_Exercise:_ Give the data below again exactly as it stands. Omit the pictures.

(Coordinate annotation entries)
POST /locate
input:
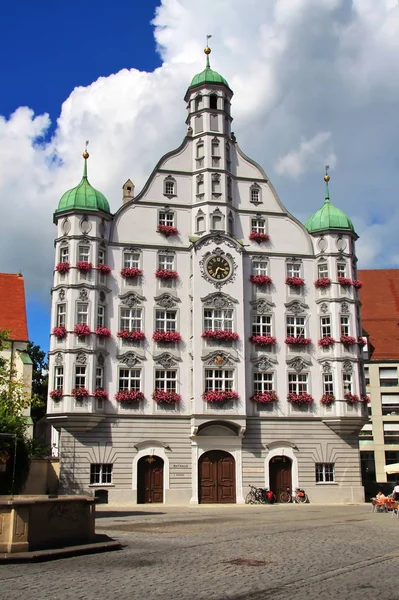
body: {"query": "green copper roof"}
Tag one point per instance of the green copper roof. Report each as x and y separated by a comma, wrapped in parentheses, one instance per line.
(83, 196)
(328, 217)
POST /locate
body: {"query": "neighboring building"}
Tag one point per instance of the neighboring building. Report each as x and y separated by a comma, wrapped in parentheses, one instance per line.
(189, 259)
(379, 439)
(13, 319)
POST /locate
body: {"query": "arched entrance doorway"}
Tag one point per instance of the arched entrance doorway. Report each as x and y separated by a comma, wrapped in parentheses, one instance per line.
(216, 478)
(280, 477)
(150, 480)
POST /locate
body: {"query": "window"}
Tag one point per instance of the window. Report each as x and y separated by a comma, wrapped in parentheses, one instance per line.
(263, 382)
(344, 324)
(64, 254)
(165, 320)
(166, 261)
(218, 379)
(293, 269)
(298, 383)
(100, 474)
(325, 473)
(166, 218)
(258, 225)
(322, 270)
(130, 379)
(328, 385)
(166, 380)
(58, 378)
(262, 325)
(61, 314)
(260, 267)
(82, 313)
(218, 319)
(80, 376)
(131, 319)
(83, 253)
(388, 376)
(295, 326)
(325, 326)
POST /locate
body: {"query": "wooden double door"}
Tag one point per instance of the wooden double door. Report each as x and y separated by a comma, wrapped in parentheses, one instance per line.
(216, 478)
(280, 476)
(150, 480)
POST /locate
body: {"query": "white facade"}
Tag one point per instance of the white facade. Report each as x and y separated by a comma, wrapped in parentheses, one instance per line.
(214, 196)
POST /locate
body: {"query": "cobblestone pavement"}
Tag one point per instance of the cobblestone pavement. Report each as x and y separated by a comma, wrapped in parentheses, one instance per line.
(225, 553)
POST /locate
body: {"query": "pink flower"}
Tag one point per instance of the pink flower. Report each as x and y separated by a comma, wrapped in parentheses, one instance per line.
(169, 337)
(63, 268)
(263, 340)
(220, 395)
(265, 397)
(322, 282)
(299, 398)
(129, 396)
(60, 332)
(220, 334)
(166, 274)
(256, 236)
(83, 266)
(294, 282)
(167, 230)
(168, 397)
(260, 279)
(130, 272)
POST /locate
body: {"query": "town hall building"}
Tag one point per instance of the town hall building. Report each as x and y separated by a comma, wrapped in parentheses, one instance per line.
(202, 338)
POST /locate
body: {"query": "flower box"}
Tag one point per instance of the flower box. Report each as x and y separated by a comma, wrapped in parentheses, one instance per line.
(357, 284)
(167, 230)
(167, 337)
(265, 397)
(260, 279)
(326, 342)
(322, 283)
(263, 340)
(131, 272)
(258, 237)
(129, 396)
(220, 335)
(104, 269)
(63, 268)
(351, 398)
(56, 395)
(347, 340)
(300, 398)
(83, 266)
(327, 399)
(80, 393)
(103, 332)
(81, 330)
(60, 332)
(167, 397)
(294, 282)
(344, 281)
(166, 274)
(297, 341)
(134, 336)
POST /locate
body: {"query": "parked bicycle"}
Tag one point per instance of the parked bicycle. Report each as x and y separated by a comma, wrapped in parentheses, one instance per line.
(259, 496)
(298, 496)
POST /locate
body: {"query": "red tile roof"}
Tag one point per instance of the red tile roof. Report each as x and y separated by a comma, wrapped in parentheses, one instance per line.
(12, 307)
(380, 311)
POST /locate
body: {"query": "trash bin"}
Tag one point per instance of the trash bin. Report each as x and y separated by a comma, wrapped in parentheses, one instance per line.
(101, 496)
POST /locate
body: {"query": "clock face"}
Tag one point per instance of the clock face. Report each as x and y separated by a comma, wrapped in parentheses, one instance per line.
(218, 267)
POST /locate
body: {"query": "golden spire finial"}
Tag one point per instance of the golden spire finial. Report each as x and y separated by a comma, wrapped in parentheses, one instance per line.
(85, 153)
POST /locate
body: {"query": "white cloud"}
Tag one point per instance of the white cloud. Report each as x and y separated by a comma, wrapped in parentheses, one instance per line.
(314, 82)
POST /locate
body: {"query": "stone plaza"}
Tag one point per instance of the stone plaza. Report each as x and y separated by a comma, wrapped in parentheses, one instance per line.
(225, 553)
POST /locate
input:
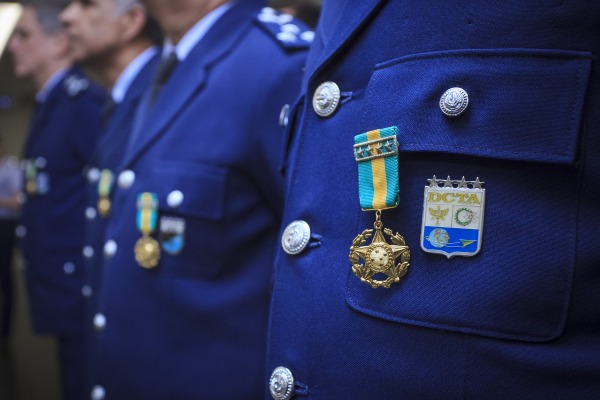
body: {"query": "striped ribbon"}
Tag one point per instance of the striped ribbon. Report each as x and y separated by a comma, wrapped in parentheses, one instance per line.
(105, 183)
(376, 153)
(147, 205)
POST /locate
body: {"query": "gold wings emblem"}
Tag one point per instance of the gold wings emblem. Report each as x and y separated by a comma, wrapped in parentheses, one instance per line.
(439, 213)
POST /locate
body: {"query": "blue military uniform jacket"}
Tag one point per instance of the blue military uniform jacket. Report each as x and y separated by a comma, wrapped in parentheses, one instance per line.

_Problem solution:_
POST /locate
input:
body: {"query": "green copper roof"}
Tag one point per instance of the green copper roof. Report each as x and y separated by a comma, wrapped in parentheses, one instance per line.
(83, 196)
(328, 217)
POST /locate
body: {"query": "neighboring building"}
Tag one point per instance of the neighboring building. Report each as x and y separated by a comma, wrapped in parentheses, one instance per line.
(189, 259)
(379, 439)
(13, 319)
POST /locate
body: {"query": "arched entrance doorway"}
Tag one point per instance of the arched entrance doorway. Report each as x and y separated by a comma, wrapped in parentheses, one instance per line.
(216, 478)
(280, 477)
(150, 480)
POST /locate
body: {"query": "window"}
Tag one point per instance of the window. Report each as x and y separated by a comma, wrapped in parentheses, one instance per line.
(263, 382)
(344, 324)
(64, 254)
(165, 320)
(166, 261)
(218, 379)
(293, 269)
(298, 383)
(100, 474)
(325, 473)
(166, 218)
(258, 225)
(322, 270)
(130, 379)
(328, 385)
(166, 380)
(58, 378)
(262, 325)
(61, 314)
(260, 267)
(82, 313)
(218, 319)
(80, 376)
(131, 319)
(83, 253)
(388, 376)
(295, 326)
(325, 326)
POST /locate
body: {"query": "wooden double door"}
Tag one point per instance of the wooden double door. Report each as x and y separated by a comma, wrapped in parentheses, one instance per line.
(216, 478)
(280, 476)
(150, 480)
POST /locate
body: {"query": "white facade"}
Tag one point per instance of the white facade. Report each as x and y separated by a comma, wrapped in parentheses, one instance per line.
(214, 196)
POST /locate
body: {"query": "cobblestone pavement"}
Tag one point per instance of the cobblestone pavement. Report each as x and y separated by a comma, wrapped in parentheses, one instance per line.
(225, 553)
POST /locate
body: {"query": "pink flower"}
Tag one point per instance of the pink flower. Report each as x and y separated by a comma, wrapped in parentheses, one instance per line.
(169, 337)
(63, 268)
(263, 340)
(220, 395)
(265, 397)
(322, 282)
(299, 398)
(129, 396)
(60, 332)
(220, 334)
(166, 274)
(256, 236)
(83, 266)
(294, 282)
(167, 230)
(168, 397)
(260, 279)
(130, 272)
POST /locate
body: {"query": "town hall building"}
Tag one point per instance of the town hall building. Report each as x and y separated by a comma, wrapped in parentheses, one instance per line.
(202, 338)
POST /locate
body: {"query": "flower box"}
Tag one point per instance of the flower box. Report each as x and y separated by a comma, wrapped in parentheses, one instance per line.
(357, 284)
(167, 230)
(167, 337)
(265, 397)
(260, 279)
(326, 342)
(322, 283)
(263, 340)
(131, 272)
(258, 237)
(129, 396)
(220, 335)
(104, 269)
(63, 268)
(351, 398)
(56, 395)
(347, 340)
(300, 398)
(83, 266)
(327, 399)
(80, 393)
(103, 332)
(81, 330)
(60, 332)
(167, 397)
(294, 282)
(344, 281)
(166, 274)
(297, 341)
(134, 336)
POST /locate
body: {"query": "parked bicycle"}
Tag one point per instance of the parked bicycle. Report each as x and y separated by a comma, wrapped in parentheses, one instance per line.
(259, 496)
(298, 496)
POST /locate
body: {"query": "red tile roof"}
Tag one point per instance of the red tile roof. Report each as x and y separated by a comma, wrapped in parentheses, one instance per line.
(12, 307)
(380, 311)
POST /locate
body: {"query": "trash bin"}
Tag one point per instance of the trash bin. Report each as x and y separated by a comma, wrapped in parentheses, one instance per line.
(101, 496)
POST /locate
body: {"query": "clock face"}
Tag one point per instance of the clock face. Report each as x and y separated by a comma, wrapped in parentheses, one instance per line.
(218, 267)
POST /locate
body: {"query": "golden spire finial"}
Tag one point per instance of the golden spire finial. Report each as x and y separated by a comma, wrapped in parentheses, one instance per line.
(85, 153)
POST /locate
body: {"query": "white cloud"}
Tag one point per instance of the white cloud. Report each as x and y separated by a comma, wrapped in parentheses, one instance per line.
(314, 82)
POST /locate
body: {"query": "stone plaza"}
Tag one point per instance of the stone plaza. Report each as x and y separated by a comma, wrapped in parentheses, one instance per line.
(225, 553)
POST /locate
input:
body: {"query": "striped ribbon"}
Tag one point per instance of the striped ribbon. Report each as x and y separated by a comma, wrapped in parentheses, one instance per line.
(105, 183)
(376, 153)
(147, 205)
POST /locate
body: {"query": "gold wings emblem"}
Tag one point per instance of the gold wings emblem. Report each as x and y separated by a comma, wrapped in parentheses, one instance per line.
(439, 213)
POST /locate
body: {"query": "blue military uniform jacket"}
Tag one point per instance of the blue military uniform jacket. Report each as x and y separated by a comma, wrapped in parentheses, one instance per line.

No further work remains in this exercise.